*Tasks and exercises*
**A.** Answer these questions using the text about the Royal Shrewsbury Hospital:
(i) Who opened the hospital, and in what year?
(ii) Which company bought the former Copthorne Hospital site?
(iii) What are the names of the two Copthorne Grange roads named after wartime nurses?
**B.** Carry on the text about the Royal Shrewsbury Hospital, starting right after its last sentence.

*Text excerpt*
--------------------------------

The Royal Shrewsbury Hospital is a teaching hospital in Shrewsbury, Shropshire, England. It forms the Shrewsbury site of the Shrewsbury and Telford Hospital NHS Trust, serving patients from Shropshire (including Telford and Wrekin) and Powys, in conjunction with the Princess Royal Hospital in Telford.

History
The hospital, which was built to replace the Royal Salop Infirmary in the centre of Shrewsbury and the Copthorne Hospital on the opposite side of the Mytton Oak Road, was opened by the Prince of Wales in 1979. Expansion of the hospital took place when services were transferred from the Ear, Nose and Throat Hospital in the centre of Shrewsbury in 1998.

The site on the opposite side of the Mytton Oak Road, formerly occupied by the Copthorne Hospital, was deemed surplus to requirements and sold to Crest Nicholson to create affordable housing in November 2007. Called Copthorne Grange, two of its roads, Seacole Way and Cavell Drive were named after famous wartime nurses.

--------------------------------

*Supplied data*
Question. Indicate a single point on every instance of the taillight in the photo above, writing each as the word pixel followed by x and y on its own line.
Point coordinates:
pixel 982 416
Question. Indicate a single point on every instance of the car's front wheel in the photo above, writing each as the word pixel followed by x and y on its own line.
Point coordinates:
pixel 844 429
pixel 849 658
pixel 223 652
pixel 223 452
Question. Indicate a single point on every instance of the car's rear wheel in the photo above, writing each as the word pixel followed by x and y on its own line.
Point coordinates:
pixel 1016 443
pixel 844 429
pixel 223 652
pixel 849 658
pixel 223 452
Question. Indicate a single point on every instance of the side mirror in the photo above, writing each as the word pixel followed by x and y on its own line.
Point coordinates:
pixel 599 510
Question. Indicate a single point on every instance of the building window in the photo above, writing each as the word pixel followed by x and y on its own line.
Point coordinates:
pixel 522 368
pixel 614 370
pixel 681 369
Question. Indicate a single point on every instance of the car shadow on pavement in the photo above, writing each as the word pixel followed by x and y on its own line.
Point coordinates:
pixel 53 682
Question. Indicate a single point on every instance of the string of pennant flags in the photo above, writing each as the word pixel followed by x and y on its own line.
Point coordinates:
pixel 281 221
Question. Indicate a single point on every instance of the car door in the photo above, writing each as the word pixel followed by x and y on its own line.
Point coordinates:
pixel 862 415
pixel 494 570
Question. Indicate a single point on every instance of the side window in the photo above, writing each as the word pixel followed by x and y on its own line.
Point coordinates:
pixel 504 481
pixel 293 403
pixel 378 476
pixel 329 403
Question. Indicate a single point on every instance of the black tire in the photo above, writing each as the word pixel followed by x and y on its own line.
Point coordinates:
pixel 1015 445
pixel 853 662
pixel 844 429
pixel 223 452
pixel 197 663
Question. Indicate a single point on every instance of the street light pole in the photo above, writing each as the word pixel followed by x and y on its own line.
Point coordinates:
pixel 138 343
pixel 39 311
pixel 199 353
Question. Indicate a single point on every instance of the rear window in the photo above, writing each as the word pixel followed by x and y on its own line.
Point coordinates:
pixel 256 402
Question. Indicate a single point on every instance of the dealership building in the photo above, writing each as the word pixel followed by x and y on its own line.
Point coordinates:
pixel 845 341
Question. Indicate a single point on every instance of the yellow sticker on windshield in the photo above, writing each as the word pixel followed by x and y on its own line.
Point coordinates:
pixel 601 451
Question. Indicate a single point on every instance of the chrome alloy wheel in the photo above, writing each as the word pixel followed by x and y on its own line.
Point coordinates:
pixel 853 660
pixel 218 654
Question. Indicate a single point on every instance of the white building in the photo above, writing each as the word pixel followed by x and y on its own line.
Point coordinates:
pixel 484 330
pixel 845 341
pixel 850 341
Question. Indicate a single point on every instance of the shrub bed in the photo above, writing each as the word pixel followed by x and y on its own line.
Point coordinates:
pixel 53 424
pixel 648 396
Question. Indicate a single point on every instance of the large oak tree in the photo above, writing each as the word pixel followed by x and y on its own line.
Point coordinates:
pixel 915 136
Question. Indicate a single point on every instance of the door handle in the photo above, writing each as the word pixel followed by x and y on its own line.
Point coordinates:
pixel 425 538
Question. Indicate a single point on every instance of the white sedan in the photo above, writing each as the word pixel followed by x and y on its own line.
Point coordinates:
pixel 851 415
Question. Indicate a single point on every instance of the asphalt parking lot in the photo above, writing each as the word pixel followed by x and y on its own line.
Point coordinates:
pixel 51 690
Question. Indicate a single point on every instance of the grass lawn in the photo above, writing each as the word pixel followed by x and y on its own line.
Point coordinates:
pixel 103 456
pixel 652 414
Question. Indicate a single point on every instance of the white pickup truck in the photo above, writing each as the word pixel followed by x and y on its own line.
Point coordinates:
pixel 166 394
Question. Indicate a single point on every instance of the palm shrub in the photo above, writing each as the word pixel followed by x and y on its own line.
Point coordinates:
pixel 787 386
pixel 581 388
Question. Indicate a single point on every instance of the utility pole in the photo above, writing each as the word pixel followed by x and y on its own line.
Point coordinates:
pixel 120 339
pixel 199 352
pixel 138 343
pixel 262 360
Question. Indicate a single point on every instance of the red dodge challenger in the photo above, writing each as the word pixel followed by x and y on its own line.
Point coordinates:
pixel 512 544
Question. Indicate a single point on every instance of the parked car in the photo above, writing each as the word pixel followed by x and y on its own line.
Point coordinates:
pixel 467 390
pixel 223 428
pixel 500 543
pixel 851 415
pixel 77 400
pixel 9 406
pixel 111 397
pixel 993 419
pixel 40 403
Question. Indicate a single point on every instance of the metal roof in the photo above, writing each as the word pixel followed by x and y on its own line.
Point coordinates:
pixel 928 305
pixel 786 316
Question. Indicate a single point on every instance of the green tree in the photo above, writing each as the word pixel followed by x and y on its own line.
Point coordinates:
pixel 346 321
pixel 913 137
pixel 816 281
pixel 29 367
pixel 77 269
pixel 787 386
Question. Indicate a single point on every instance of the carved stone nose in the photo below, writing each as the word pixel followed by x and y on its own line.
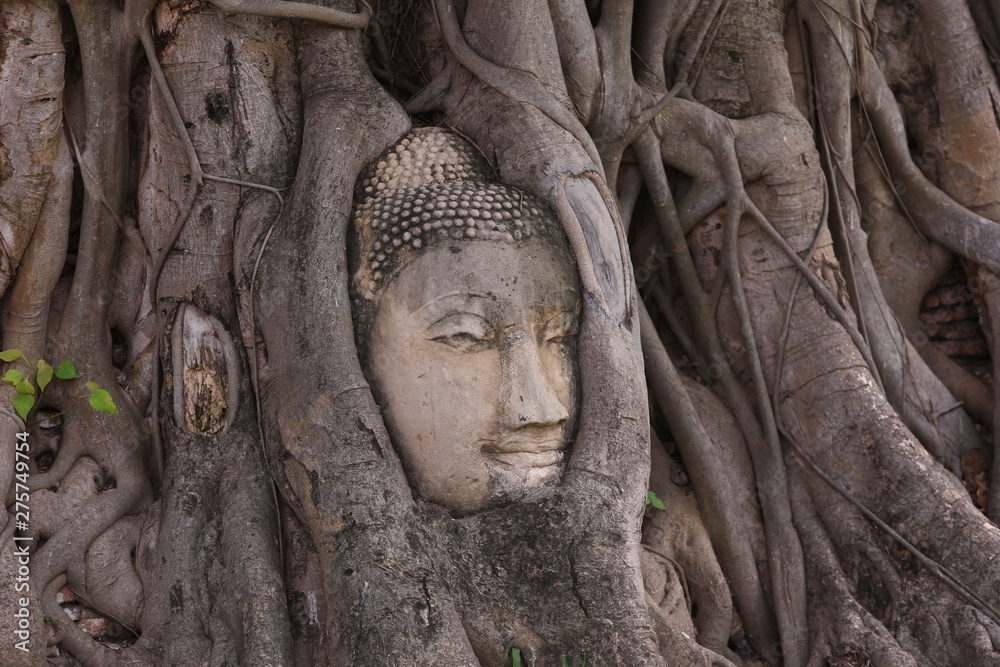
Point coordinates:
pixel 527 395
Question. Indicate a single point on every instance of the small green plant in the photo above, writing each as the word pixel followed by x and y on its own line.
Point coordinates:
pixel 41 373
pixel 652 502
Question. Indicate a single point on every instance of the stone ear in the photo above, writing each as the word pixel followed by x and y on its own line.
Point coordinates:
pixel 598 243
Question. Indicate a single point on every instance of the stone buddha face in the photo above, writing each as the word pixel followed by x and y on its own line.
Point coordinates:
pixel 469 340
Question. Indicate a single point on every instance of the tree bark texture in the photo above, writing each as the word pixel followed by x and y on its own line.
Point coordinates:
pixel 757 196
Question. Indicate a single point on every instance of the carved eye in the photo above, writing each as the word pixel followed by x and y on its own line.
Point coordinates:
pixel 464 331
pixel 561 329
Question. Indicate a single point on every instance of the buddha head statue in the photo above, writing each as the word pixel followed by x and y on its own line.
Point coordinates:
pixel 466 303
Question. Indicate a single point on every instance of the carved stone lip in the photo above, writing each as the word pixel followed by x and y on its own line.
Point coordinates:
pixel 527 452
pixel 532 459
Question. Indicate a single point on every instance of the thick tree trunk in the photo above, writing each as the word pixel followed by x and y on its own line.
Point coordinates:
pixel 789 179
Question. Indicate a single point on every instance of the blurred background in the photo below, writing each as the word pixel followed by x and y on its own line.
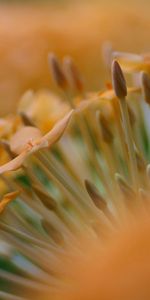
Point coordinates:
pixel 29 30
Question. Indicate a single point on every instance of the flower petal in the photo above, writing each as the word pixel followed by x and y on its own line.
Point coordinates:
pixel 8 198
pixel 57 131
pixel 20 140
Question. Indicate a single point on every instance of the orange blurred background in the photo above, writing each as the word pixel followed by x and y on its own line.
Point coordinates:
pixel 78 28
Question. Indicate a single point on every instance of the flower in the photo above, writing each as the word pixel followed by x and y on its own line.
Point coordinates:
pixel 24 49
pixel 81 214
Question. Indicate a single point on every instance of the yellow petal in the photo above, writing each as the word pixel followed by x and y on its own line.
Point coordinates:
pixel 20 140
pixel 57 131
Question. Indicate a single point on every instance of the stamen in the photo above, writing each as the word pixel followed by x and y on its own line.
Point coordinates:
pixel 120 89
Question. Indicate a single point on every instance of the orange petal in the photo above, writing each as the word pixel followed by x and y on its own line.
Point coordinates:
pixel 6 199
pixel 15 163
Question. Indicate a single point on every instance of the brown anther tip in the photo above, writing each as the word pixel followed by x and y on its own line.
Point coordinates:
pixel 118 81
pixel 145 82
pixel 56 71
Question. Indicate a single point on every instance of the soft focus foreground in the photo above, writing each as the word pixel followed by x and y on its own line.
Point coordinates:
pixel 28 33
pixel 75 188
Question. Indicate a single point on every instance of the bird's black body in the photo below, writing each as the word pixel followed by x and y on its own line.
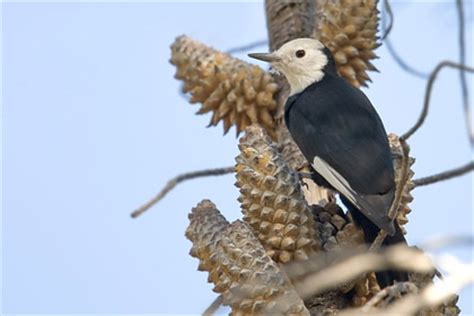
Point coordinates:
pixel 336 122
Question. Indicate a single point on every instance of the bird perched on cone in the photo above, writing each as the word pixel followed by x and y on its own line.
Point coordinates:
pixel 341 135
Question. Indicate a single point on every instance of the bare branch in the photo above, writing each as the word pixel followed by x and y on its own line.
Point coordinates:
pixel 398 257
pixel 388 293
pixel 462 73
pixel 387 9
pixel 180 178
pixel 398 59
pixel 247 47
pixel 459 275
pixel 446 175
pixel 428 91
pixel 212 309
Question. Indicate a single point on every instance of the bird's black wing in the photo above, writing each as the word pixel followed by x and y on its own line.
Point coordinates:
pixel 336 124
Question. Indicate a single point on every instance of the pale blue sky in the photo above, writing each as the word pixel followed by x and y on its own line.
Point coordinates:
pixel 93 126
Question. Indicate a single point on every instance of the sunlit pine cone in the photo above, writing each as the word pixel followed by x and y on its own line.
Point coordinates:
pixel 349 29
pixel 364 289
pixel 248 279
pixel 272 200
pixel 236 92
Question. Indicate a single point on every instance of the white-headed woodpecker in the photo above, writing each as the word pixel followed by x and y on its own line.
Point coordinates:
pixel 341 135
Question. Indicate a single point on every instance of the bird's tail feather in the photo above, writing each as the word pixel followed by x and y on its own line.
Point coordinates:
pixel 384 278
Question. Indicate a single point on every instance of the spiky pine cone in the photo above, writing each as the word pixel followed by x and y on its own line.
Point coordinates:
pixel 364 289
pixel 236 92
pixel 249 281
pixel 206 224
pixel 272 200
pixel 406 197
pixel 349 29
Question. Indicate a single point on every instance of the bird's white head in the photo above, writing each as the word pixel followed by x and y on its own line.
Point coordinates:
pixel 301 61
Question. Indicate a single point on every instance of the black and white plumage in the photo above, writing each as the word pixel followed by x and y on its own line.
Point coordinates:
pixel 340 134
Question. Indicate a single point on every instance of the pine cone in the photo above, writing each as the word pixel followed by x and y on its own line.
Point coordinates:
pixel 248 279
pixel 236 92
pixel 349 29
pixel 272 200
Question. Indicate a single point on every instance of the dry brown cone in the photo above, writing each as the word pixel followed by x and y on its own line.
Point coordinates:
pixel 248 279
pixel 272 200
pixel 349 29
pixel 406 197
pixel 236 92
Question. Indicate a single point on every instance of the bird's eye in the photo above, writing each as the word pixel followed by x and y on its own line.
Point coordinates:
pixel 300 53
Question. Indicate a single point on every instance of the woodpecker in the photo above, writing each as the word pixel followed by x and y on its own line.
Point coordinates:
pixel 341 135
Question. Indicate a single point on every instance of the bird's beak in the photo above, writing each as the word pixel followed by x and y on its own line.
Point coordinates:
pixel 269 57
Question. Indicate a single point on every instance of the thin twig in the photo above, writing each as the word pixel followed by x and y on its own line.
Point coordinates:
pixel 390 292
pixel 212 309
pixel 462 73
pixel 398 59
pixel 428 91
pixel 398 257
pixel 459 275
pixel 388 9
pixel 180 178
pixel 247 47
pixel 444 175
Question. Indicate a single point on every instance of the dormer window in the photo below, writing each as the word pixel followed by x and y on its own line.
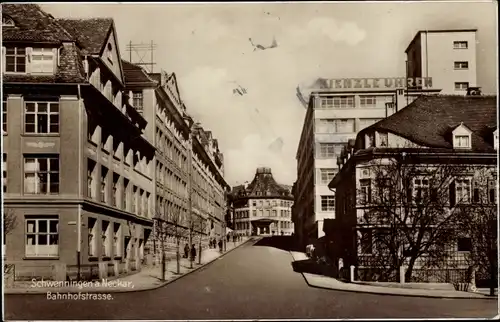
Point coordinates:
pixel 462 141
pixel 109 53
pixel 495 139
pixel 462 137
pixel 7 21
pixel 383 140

--------------------------------

*Task results*
**A.**
(i) The Prince of Wales, in 1979.
(ii) Crest Nicholson.
(iii) Seacole Way and Cavell Drive.

**B.**
Notable patients
Those reported to have died there include:
William Alonzo Parker - former Anglican Bishop of Shrewsbury (1982)
David Ormsby-Gore, 5th Baron Harlech - Conservative politician and former Ambassador to the United States (1985, after car crash).
Bertram ('Jimmy') James - former Royal Air Force officer and Great Escape survivor (2008)
Pete Postlethwaite - actor (2011)
Geoff Morris - retired professional footballer, notably Walsall and Shrewsbury Town (2015).
Guy N. Smith - writer (2020)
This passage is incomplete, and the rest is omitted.